-- Dataset entries --
---

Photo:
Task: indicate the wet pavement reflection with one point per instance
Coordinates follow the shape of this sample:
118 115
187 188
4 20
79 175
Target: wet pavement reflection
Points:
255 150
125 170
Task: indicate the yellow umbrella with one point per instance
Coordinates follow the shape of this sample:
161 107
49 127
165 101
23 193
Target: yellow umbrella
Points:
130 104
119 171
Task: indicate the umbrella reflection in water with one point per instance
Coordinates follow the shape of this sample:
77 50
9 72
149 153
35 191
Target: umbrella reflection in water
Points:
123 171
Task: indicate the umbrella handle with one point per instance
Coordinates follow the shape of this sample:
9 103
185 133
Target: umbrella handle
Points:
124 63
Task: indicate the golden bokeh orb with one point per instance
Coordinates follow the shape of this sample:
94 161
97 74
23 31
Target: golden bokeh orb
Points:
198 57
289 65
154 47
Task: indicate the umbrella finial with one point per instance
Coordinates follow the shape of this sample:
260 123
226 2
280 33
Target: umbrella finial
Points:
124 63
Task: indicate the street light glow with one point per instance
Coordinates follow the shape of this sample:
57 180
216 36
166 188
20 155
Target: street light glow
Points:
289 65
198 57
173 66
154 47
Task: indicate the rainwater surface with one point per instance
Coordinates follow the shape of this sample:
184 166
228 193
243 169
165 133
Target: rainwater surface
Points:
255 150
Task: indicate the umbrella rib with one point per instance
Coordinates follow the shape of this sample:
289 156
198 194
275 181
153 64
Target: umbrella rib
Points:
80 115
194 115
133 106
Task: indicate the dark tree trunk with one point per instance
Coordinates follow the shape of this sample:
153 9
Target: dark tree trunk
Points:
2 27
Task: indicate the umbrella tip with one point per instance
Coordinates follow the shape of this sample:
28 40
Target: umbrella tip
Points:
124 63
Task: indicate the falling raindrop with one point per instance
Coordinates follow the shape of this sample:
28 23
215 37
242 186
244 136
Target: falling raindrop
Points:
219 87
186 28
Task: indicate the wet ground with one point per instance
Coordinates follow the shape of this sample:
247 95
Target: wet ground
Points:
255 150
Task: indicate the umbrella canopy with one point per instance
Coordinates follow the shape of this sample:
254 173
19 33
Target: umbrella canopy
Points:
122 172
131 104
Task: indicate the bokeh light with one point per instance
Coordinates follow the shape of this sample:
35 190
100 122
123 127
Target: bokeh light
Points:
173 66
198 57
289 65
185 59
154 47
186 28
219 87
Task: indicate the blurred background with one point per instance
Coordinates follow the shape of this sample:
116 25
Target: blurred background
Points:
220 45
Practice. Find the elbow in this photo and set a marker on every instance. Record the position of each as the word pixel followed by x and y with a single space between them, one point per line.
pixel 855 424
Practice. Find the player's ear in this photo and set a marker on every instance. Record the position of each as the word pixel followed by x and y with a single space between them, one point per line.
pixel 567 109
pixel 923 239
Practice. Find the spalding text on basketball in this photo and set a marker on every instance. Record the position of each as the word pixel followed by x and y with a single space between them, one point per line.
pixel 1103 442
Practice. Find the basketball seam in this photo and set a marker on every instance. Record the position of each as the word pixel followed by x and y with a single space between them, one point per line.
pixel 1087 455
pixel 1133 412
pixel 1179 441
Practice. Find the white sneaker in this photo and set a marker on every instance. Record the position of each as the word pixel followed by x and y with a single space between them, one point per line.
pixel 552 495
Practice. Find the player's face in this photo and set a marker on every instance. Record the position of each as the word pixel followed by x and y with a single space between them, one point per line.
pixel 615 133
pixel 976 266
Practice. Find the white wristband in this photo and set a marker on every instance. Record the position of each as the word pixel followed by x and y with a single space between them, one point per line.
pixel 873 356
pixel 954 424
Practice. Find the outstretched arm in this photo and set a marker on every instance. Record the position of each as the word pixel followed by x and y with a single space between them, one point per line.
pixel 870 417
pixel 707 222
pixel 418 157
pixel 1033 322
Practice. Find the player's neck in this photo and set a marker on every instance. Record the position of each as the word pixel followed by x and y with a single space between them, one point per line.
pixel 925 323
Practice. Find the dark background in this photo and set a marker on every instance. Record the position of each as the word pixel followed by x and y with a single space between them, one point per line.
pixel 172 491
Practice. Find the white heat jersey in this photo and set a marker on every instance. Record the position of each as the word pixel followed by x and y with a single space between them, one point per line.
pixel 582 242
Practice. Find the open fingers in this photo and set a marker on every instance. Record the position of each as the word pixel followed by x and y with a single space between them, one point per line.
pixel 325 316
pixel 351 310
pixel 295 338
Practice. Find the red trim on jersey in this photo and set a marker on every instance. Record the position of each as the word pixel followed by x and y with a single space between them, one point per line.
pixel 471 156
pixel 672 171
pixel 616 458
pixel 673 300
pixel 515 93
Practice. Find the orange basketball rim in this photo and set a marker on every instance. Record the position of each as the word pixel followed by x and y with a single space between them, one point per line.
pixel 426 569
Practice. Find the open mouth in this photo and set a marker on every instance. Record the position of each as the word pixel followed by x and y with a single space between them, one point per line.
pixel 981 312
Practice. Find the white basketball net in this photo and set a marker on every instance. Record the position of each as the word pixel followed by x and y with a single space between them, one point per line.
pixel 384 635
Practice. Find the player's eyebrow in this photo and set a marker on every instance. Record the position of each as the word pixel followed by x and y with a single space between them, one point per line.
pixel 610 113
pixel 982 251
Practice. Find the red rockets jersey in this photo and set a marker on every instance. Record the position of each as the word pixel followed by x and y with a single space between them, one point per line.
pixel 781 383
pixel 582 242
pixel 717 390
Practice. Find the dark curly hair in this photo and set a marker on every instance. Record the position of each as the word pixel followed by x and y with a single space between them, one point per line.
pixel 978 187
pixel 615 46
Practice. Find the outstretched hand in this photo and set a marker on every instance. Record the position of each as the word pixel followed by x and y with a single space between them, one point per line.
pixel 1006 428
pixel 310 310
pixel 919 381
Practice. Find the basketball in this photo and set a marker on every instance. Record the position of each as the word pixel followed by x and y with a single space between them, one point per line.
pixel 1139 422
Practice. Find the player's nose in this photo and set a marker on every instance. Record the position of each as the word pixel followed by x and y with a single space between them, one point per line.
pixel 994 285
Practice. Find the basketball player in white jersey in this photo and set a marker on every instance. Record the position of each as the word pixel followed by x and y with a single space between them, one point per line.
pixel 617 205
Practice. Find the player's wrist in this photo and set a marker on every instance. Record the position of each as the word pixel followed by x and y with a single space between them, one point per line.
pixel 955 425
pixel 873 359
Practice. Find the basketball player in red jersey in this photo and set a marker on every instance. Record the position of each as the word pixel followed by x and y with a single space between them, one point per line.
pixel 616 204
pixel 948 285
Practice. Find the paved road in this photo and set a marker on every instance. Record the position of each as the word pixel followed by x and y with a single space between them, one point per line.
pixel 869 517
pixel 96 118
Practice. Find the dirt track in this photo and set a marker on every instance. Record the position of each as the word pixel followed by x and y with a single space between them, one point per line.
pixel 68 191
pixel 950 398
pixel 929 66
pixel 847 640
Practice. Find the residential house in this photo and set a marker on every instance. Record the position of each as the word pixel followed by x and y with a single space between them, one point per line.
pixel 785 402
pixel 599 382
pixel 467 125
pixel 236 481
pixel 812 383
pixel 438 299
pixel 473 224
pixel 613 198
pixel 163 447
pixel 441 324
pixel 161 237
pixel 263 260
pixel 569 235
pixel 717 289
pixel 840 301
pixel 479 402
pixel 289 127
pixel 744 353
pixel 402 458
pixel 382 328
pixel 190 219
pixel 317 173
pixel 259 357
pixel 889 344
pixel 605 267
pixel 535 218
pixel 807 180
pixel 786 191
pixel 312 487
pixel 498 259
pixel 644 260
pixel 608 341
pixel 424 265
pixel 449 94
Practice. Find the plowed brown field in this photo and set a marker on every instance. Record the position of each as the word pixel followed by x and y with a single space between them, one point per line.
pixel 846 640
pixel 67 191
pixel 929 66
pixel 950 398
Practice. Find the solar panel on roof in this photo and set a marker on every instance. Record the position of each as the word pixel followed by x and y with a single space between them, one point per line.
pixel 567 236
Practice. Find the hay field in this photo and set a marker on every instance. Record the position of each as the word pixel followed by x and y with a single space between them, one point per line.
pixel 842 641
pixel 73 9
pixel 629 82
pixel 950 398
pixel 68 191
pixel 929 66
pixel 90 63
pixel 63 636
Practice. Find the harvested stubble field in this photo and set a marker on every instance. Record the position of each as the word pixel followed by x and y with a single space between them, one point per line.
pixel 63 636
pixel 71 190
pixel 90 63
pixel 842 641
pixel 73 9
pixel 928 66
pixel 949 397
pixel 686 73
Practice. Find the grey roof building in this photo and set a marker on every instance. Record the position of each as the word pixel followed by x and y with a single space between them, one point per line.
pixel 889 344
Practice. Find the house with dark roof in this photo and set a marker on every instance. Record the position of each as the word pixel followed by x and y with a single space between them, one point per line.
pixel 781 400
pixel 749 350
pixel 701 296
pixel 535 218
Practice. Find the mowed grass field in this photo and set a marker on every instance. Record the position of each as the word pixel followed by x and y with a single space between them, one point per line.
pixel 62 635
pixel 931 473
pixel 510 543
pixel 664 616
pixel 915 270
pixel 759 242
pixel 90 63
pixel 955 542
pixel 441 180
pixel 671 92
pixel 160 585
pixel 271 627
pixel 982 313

---

-- The exercise --
Transcribe the lines of the records above, from the line that contains "Practice. Find the basketball player in red" to the line that contains "pixel 847 640", keeping every character unchanged.

-- Response --
Practice. Find the basketball player in red jersey in this photo and set a marker on every instance. Record the position of each as the word pixel followed by x and y with a single space between them, one point per line.
pixel 616 204
pixel 948 285
Practice. Find the paved road in this photo and set a marker on every instance. Record the position of each as the word pixel followed by x and y with a single space between them, one point per line.
pixel 869 517
pixel 96 118
Practice. Find the dirt track in this photo and set a marker on every instance. Record the position of each as the word pixel followed by x and y with a single space between them, one point per line.
pixel 68 191
pixel 950 398
pixel 929 66
pixel 847 640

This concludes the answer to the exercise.